-- PAGE --

** START **

This wage norm is generally set by the social partners every two years. However, following the repeated failure of the negotiations with the social partners, and after a mediation proposal by the government did not result in an agreement, the initiative passed once again to the government.

The latter announced a pay freeze for the period 2013-2014. For a long time it remained unclear how exactly this was going to be implemented.

On 29 March 2013, the Council of Ministers finally approved the Royal Decree in which the wage norm for 2013-2014 was indeed set at 0%.

The Royal Decree was published in the Belgian Official Gazette on 2 May 2013, but contains little new information.

To date, nothing is known about any new sanctions in the event of non-compliance with the pay freeze. The government had indicated that it was going to fine-tune the legal basis of the Royal Decree itself, meaning the Act of 26 July 1996. However, for the time being, an amendment to the Act is not being considered. We will certainly let you know if that is going to happen.

0% margin for 2013-2014

Whereas a maximum wage cost change of 0.3% was possible for 2011-2012, no margin at all applies to the period 2013-2014. After all, the wage norm was set at 0%, meaning that the wages have, in effect, been frozen.

As a consequence, conventional wage increases are essentially not possible for either 2013 or 2014. You are therefore not permitted simply to increase employee benefits or allocate new (extra statutory) premiums or benefits (e.g. a company car, mobile phone, meal vouchers, etc.).

However, this does not mean the complete impossibility of all wage increases. First and foremost the pay freeze concerns the average wage cost within a company. Individual wage increases continue to be possible in principle, as long as the average wage cost does not increase. In practice, however, this will be very difficult given the zero margin. An individual wage increase will only be possible if the wage cost is reduced elsewhere.

As usual the Royal Decree also confirms that wage increases as a consequence of indexation and scaled increases (a wage increase or allocation of benefits following a job change in accordance with existing scales) can (must) still be applied.

In addition, nothing has yet changed as regards the exclusion of a number of wage benefits, such as an increase in the employer contributions and premiums in sectoral social pension systems.

Sanctions

Non-compliance with the wage norm can result in an administrative fine of between EUR 250 and EUR 5,000.

In addition, a court can declare a wage increase agreement null and void.

However, there was little or no check on compliance with the wage norm during the period 2011-2012.

Although the government appeared to suggest that firmer action would be taken, no legal amendment in that sense is being considered as yet.

It continues to be difficult to predict whether, and to what extent, the inspectorate will act (and impose sanctions).

Effect over time

In principle, the wage norm applies to the entire period from 2013 to 2014.

However, the Council of State resisted a retroactive implementation of the Royal Decree until 1 January 2013, as a result of which the date on which it comes into effect was set as being the date of publication, namely 2 May 2013.

At the moment no-one can tell how the effect over time will be interpreted.

Although it is clearly not the intention to make the Royal Decree retroactive, one cannot exclude the possibility of a debate taking place about wage increases which have been allocated this year during the period before 2 May 2013.

** END **

-- GOAL OF THE EXERCISE --
From the wage norm text:
1. On what date was the Royal Decree published in the Belgian Official Gazette?
2. What maximum wage cost change was possible for 2011-2012?
3. What range of administrative fine can non-compliance with the wage norm bring?
Use only the text on the wage norm to answer.

-- LISTING --
** START **

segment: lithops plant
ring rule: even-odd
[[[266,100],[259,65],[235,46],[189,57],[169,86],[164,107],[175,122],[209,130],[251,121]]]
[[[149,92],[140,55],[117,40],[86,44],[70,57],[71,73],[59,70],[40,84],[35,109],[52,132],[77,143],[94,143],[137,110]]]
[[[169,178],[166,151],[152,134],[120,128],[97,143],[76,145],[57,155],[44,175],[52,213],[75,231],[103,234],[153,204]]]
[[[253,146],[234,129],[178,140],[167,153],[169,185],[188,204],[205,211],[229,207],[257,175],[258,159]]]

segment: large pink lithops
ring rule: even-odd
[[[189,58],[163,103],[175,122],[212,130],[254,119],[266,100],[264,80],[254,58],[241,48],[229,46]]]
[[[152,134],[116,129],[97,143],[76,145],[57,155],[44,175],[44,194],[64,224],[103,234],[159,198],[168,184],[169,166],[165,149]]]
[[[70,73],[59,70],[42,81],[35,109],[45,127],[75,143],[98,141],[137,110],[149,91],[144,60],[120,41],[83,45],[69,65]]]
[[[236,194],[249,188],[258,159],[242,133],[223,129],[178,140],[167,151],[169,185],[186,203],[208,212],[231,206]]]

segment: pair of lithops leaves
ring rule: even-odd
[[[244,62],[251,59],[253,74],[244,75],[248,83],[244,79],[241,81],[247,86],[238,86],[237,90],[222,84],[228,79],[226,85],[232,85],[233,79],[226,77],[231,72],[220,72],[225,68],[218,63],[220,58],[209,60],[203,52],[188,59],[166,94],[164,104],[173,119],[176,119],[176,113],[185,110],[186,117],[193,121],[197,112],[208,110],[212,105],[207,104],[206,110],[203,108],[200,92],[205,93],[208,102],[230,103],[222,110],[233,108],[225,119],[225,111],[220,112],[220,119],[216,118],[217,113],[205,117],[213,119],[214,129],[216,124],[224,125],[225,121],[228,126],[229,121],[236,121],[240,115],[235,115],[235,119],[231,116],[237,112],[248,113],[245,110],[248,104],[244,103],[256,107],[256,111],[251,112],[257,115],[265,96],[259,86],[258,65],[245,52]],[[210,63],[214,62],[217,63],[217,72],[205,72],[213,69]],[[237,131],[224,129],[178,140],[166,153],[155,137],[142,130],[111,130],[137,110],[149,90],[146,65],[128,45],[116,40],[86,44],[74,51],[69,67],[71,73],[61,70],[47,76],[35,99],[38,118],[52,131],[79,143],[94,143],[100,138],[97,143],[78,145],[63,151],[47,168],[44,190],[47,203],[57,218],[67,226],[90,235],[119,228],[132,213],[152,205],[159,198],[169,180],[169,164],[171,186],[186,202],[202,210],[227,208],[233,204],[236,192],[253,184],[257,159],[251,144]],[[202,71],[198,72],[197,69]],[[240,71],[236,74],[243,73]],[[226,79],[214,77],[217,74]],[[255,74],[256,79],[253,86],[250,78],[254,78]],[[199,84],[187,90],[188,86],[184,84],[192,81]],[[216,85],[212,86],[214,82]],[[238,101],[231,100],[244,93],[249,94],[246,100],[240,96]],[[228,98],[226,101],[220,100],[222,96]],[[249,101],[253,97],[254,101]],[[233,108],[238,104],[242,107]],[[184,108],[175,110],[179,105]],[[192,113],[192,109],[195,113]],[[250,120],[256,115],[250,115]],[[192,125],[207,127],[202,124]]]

** END **

-- SOLUTION --
1. 2 May 2013
2. 0.3%
3. Between EUR 250 and EUR 5,000